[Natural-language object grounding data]
■ ■ ■ ■ ■ ■ ■

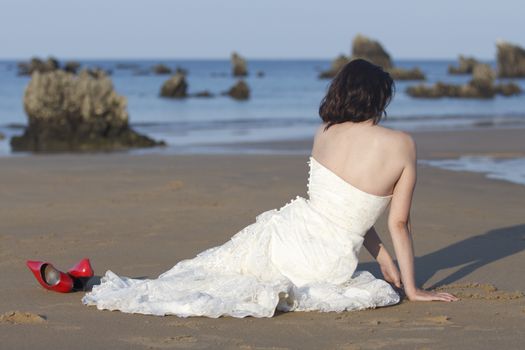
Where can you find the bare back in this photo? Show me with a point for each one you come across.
(369, 157)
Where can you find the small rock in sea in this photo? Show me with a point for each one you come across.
(141, 71)
(38, 65)
(175, 87)
(81, 112)
(180, 70)
(203, 94)
(481, 86)
(336, 65)
(127, 65)
(239, 67)
(239, 91)
(511, 60)
(406, 74)
(219, 74)
(71, 66)
(161, 69)
(371, 50)
(465, 66)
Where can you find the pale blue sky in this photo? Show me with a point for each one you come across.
(257, 29)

■ ■ ■ ■ ■ ■ ■

== INSTRUCTIONS TO FOLLOW ==
Nothing but the lines from the one with "Where can you find the small" through the end of the data above should be repeated, each exactly as it stands.

== YOUR SOLUTION ==
Where can you find the small rock in sea in this photo? Show me with a point for each one you come across.
(141, 71)
(38, 65)
(175, 87)
(81, 112)
(180, 70)
(203, 94)
(481, 86)
(336, 65)
(127, 65)
(239, 67)
(239, 91)
(511, 60)
(406, 74)
(219, 74)
(71, 66)
(161, 69)
(371, 50)
(465, 66)
Where can you find the pale blue sky in this photo? Show me with a point for each one you come across.
(257, 29)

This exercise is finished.